§ **Given text**
[Start]

Scale and limits

Documentation regarding OSM’s current scale and limitations

Scale and limits

This document describes current scale and limits known in OSM as of 02/04/2021.

Considerations

The scale limits documented here have to be put in light of current architecture. Current architecture relies on a global broadcast mechanism that does not account for proxy configuration deltas, therefore all proxy configurations are computed and pushed upon any change.

Testing and measures

We currently hold a single test which attempts to scale infinitely a topology subset, test proper traffic configuration between the new pods/services being deployed in the iteration, and stop if any failure is seen. It is also acknowledged that some of the scale constraints need to be addressed before it even makes sense to proceed with any additional scale testing, hence the lack of additional test scenarios.

Test

The test was run in different OSM form factors, factoring in different amounts of RAM/CPU, to better qualify potential limits in case any of those were to be a constraint upon deployment.

For all tests:

  • Using Release v0.8 (Tue Mar 23)
  • 8 Node (Kubernetes v1.20, nodes: 4vcpu 16Gb)

[End]

§ **Recorded information**

[Start]

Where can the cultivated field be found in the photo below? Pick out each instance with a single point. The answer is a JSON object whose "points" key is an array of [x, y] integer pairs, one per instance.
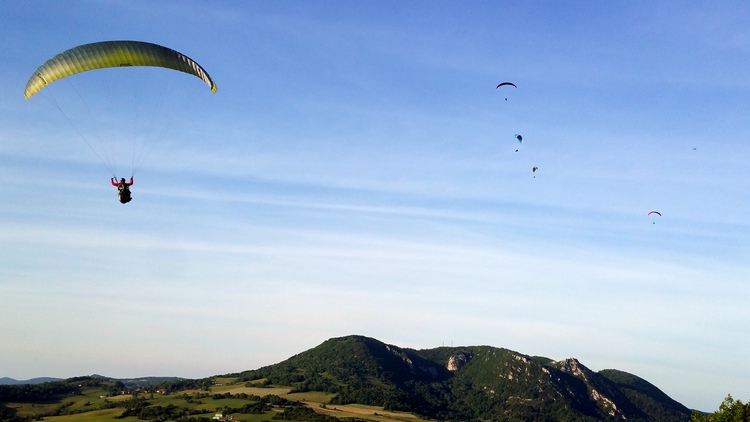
{"points": [[89, 406]]}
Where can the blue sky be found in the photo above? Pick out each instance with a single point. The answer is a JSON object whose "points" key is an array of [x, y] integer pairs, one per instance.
{"points": [[356, 173]]}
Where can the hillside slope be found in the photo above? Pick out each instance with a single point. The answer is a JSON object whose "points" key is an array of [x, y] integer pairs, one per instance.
{"points": [[469, 383]]}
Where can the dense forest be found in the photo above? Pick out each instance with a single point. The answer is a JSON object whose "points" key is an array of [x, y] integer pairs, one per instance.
{"points": [[478, 383]]}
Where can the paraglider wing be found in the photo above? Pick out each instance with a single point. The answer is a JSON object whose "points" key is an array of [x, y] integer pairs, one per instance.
{"points": [[112, 54]]}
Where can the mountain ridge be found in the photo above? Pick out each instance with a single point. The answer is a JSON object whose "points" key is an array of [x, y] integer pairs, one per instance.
{"points": [[468, 383]]}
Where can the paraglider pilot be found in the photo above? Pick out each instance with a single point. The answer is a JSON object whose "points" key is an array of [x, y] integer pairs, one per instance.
{"points": [[123, 189]]}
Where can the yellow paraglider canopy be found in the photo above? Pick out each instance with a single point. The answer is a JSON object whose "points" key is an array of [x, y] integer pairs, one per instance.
{"points": [[112, 54]]}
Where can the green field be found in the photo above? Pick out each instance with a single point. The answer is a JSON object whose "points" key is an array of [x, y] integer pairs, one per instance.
{"points": [[92, 404]]}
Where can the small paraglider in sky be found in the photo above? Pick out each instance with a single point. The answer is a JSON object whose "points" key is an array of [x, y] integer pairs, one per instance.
{"points": [[506, 84]]}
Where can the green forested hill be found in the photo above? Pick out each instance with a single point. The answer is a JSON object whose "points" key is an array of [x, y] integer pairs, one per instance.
{"points": [[340, 378], [463, 383]]}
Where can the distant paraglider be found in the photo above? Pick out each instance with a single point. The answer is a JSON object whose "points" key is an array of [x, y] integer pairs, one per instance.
{"points": [[654, 213], [506, 84]]}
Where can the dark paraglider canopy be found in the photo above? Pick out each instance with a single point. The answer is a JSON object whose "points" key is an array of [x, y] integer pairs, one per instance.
{"points": [[506, 84]]}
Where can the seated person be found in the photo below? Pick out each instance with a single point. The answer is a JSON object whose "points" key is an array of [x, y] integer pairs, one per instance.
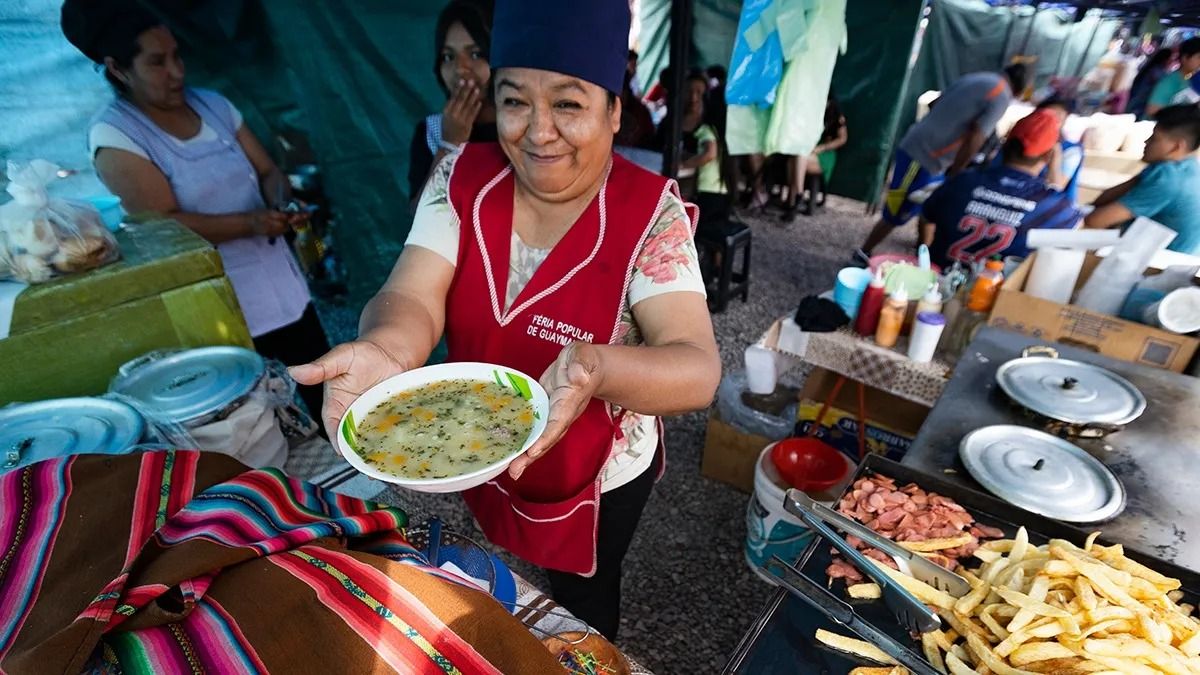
{"points": [[708, 159], [1168, 190], [987, 213], [1062, 172]]}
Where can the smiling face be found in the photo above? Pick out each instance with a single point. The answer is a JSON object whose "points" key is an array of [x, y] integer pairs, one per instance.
{"points": [[557, 131], [156, 76], [462, 60], [1163, 145]]}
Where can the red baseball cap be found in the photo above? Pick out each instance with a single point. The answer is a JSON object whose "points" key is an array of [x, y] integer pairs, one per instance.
{"points": [[1038, 132]]}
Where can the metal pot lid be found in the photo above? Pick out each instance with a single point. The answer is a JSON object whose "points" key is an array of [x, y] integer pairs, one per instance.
{"points": [[1068, 390], [191, 384], [1042, 473], [31, 432]]}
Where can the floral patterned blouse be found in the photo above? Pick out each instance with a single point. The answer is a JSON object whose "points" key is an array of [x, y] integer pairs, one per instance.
{"points": [[667, 263]]}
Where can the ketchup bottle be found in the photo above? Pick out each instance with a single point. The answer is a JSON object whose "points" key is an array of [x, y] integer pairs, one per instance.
{"points": [[869, 310]]}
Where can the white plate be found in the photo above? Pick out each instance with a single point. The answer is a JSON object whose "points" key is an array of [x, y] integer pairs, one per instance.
{"points": [[515, 380]]}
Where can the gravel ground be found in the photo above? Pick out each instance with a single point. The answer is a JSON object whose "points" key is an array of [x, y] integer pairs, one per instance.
{"points": [[688, 593]]}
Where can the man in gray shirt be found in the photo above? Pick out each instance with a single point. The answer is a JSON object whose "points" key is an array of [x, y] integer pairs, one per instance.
{"points": [[942, 144]]}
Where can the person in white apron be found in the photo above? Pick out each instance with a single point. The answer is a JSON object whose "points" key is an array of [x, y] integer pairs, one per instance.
{"points": [[185, 153]]}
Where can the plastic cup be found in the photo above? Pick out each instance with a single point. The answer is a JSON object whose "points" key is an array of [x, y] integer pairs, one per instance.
{"points": [[847, 292], [761, 374], [1177, 312]]}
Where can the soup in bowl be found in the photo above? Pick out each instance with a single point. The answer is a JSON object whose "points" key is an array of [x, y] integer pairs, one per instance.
{"points": [[443, 428]]}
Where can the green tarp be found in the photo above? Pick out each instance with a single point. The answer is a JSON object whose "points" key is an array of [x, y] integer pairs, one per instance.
{"points": [[995, 36], [869, 78], [869, 83]]}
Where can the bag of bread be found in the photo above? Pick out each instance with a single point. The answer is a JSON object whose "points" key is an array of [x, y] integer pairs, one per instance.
{"points": [[42, 237]]}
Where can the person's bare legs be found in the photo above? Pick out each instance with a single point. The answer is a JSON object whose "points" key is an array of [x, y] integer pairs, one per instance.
{"points": [[796, 168], [760, 192]]}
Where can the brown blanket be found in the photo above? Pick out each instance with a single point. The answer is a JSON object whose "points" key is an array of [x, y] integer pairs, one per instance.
{"points": [[187, 562]]}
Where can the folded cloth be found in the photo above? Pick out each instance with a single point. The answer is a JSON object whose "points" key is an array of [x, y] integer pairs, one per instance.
{"points": [[196, 563], [819, 315]]}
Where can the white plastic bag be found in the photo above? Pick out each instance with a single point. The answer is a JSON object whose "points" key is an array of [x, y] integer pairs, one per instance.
{"points": [[43, 237]]}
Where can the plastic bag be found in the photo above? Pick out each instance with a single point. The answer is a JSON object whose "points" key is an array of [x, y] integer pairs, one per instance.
{"points": [[757, 63], [258, 430], [42, 237], [744, 418]]}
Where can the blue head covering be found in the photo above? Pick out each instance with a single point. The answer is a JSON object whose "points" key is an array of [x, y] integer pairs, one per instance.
{"points": [[583, 39]]}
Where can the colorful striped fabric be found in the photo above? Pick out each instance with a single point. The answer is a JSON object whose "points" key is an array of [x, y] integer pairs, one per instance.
{"points": [[33, 500], [186, 562]]}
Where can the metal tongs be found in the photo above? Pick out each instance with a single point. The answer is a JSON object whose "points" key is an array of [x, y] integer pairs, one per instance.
{"points": [[909, 562], [844, 615], [910, 611]]}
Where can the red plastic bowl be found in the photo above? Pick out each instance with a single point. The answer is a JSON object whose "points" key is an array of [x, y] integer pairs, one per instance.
{"points": [[809, 464]]}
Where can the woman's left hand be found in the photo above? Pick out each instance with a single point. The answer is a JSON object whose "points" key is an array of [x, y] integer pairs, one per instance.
{"points": [[570, 381], [300, 217]]}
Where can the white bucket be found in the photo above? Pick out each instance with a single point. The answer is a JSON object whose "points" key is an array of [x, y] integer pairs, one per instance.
{"points": [[771, 530]]}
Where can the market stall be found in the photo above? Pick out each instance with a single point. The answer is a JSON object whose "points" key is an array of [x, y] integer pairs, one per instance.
{"points": [[1152, 459], [70, 335]]}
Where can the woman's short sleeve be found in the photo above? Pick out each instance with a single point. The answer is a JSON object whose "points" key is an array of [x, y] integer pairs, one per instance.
{"points": [[436, 225], [103, 135], [667, 262]]}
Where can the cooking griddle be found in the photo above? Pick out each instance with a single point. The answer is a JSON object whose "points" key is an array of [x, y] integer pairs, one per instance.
{"points": [[795, 622]]}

[End]

§ **Tasks**
1. In the OSM scale and limits document, which release was used for all tests?
2. Write the next part of the OSM scale and limits document, starting after its final line about the 8-node setup.
The records have nothing to do with the OSM scale and limits document.

§ **Expected results**
1. Release v0.8 (Tue Mar 23).

2.
  • Envoy proxy log level Error
  • 2048 bitsize RSA keys
  • OSM controller
    • Log level Error
    • Using default max 1.5 CPU
    • Using default 512MB Memory
  • OSM Injector
    • Log level Error
    • Using default max 0.5 CPU
    • Using default max 64MB Memory
  • HTTP debug server disabled on OSM
  • Test topology deploys each iteration:
    • 2 clients
      • 5 replicaset per client
    • 5 server services
      • 2 replicaset per server service
    • 1 TrafficSplit between the 5 server services (10 pods backed)
    • Total of 20 pods each iteration. 10 client pods will REST GET the Traffic split.
    • Correctness is ensured. It is checked that all TrafficSplit server members are eventually reached.
  • Test timeout for network correctness: 150 seconds

Assessment and Limits

Note: Assuming proxy per pod, so pod/proxies can be used interchangeably.

CPU

OSM Controller

  • 1vcpu per 500 proxies, however giving more cpu does not scale linearly (m<1) with current architecture; horizontal scaling should be considered to increase supported mesh size.
  • Network settlment times vary from <10s with no pods to +2min at 700 pods.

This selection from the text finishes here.